BEGIN

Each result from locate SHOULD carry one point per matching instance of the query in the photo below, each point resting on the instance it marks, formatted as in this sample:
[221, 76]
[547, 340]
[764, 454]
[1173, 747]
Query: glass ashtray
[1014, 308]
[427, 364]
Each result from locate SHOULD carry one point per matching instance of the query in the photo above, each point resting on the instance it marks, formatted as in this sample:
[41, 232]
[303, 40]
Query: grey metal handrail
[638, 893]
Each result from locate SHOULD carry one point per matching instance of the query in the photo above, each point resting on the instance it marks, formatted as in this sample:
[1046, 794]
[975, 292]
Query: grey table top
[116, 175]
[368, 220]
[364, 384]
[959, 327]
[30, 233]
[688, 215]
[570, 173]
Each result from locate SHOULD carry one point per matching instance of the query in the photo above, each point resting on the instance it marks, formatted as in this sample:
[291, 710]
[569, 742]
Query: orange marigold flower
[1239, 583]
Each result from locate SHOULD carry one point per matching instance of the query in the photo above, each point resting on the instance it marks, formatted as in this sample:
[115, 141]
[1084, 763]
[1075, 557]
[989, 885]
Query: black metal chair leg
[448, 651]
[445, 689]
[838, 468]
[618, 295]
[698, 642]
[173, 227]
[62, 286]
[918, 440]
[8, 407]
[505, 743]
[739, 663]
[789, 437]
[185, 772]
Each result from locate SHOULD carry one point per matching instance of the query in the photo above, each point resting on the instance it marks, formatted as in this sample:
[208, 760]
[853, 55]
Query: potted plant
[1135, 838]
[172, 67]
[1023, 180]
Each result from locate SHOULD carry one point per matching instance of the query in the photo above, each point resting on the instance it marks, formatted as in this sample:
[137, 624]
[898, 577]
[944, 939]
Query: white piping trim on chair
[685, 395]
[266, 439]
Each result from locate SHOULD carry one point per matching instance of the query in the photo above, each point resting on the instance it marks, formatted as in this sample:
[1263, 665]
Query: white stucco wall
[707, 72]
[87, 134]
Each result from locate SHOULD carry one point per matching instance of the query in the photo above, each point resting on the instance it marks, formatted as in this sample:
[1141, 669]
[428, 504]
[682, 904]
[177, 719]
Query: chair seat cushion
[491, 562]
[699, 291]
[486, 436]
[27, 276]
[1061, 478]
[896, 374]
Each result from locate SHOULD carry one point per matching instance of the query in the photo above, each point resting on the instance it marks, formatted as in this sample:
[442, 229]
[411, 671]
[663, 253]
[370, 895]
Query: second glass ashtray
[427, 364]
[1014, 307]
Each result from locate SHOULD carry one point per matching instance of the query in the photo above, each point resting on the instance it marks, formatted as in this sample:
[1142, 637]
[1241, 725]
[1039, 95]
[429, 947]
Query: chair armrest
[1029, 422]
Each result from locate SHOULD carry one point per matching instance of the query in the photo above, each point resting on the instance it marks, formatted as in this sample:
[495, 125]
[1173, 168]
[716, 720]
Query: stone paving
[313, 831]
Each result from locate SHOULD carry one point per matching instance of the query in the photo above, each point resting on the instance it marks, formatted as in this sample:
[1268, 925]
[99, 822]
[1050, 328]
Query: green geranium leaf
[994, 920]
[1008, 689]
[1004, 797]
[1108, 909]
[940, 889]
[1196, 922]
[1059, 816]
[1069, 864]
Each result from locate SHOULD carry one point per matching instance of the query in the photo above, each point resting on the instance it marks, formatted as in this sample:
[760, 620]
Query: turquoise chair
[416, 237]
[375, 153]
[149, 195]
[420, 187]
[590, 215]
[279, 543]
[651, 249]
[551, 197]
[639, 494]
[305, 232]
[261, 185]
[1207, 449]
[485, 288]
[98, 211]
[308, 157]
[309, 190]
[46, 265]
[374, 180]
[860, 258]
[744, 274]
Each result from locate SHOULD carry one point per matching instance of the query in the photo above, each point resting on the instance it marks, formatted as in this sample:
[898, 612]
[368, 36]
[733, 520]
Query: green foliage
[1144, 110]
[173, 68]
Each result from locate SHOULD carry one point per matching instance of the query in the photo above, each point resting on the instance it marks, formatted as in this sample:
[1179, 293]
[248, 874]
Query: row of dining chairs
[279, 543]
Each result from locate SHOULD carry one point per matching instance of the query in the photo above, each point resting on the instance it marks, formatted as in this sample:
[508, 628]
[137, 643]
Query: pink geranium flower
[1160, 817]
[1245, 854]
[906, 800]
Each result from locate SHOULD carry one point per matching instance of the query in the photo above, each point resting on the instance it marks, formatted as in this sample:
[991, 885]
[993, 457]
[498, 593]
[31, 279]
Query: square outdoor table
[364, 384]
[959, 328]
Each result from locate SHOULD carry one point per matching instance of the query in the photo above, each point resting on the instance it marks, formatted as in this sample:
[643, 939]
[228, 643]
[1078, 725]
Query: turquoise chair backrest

END

• _Exercise directions_
The lines to copy run from the one containing "[1268, 925]" through the last line above. Copy them exactly and include nothing else.

• _The answer_
[1268, 925]
[99, 822]
[1050, 328]
Query: green geranium leaf
[994, 920]
[1008, 689]
[1004, 797]
[1108, 909]
[940, 889]
[1196, 922]
[1059, 816]
[1069, 864]
Each result from locate SHOULD carry one point per matching instance of the query in the photo above, each point resting on the instance it marks, formatted as in this sample:
[760, 620]
Query: turquoise chair
[416, 237]
[375, 153]
[149, 195]
[420, 187]
[590, 215]
[279, 543]
[651, 249]
[551, 197]
[639, 494]
[305, 232]
[261, 185]
[1207, 449]
[485, 288]
[98, 211]
[308, 157]
[309, 190]
[46, 265]
[374, 180]
[860, 258]
[744, 274]
Each result from locate SHOULD carry one point per matching instance of the query in the photo above, each point resting on the instance it marks, formatted as in this sample:
[898, 612]
[368, 36]
[733, 520]
Query: green foliage
[1144, 110]
[173, 68]
Each result from locate SHOULD carry one point per matching instance of the query in the photo above, each point resting on the instance it marks, formatted as in this sample:
[1179, 293]
[248, 874]
Query: row of dining chairs
[279, 543]
Each result from locate SHOULD carry one point per matching instance of the query in the photo above, each point resting on the instance it marks, formatted as in this sample:
[508, 628]
[137, 643]
Query: pink geranium flower
[1160, 817]
[1245, 854]
[906, 800]
Each result from locate SHOULD carry one point per matching instance of the query in the photo above, each point resting on the instance it marks, formatted as in this sample:
[991, 885]
[993, 457]
[498, 593]
[31, 279]
Query: square outdoor table
[364, 384]
[959, 328]
Each result from locate SHOULD carry one point per matching instance of the query in the photo above, each point resting on the instance it marks, formatted as in this sample:
[643, 939]
[228, 643]
[1078, 725]
Query: turquoise chair backrest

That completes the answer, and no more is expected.